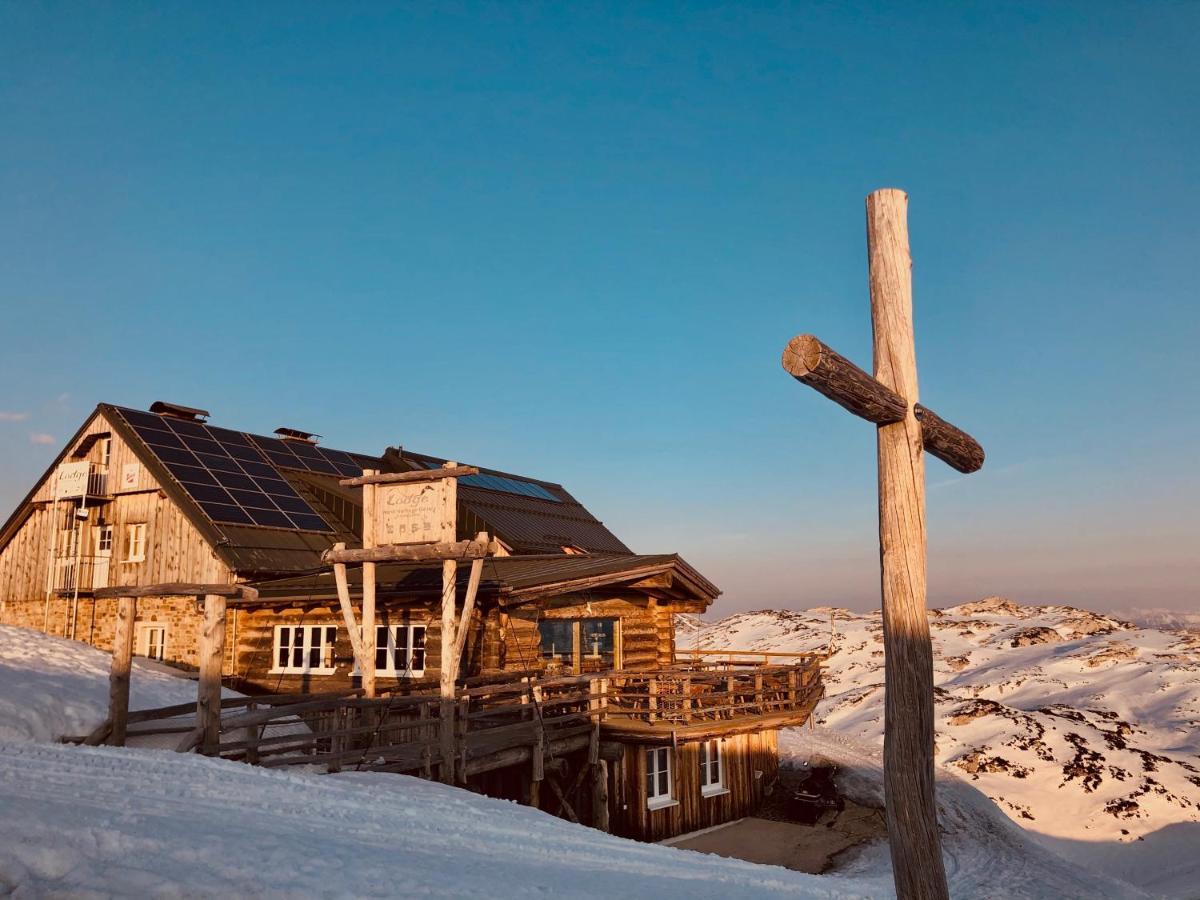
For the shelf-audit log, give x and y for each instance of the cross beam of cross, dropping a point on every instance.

...

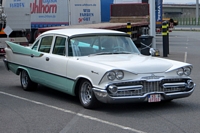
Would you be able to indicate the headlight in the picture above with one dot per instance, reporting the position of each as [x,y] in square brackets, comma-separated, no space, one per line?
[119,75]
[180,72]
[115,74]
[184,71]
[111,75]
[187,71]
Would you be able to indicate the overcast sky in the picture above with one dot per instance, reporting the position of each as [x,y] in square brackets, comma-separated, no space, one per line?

> _WORK REQUEST_:
Would you print exactly, and only, the lines of the data above from the line with "Would you be able to indicate the headlight" through the line with "Would you be able to indicate the overcast", inclusive?

> _RESULT BELOW_:
Would you be able to indicate the headlight in the picture above with one dot per instance, reporting the position of each as [x,y] in square brackets, comma-separated, no space, one per line?
[119,75]
[180,72]
[115,74]
[184,71]
[111,75]
[187,71]
Would you be able to indicate the overcast sky in the picture above with one dot per instance, reporting the position of each as [x,y] in square brackets, comma-separated, no space, one per line?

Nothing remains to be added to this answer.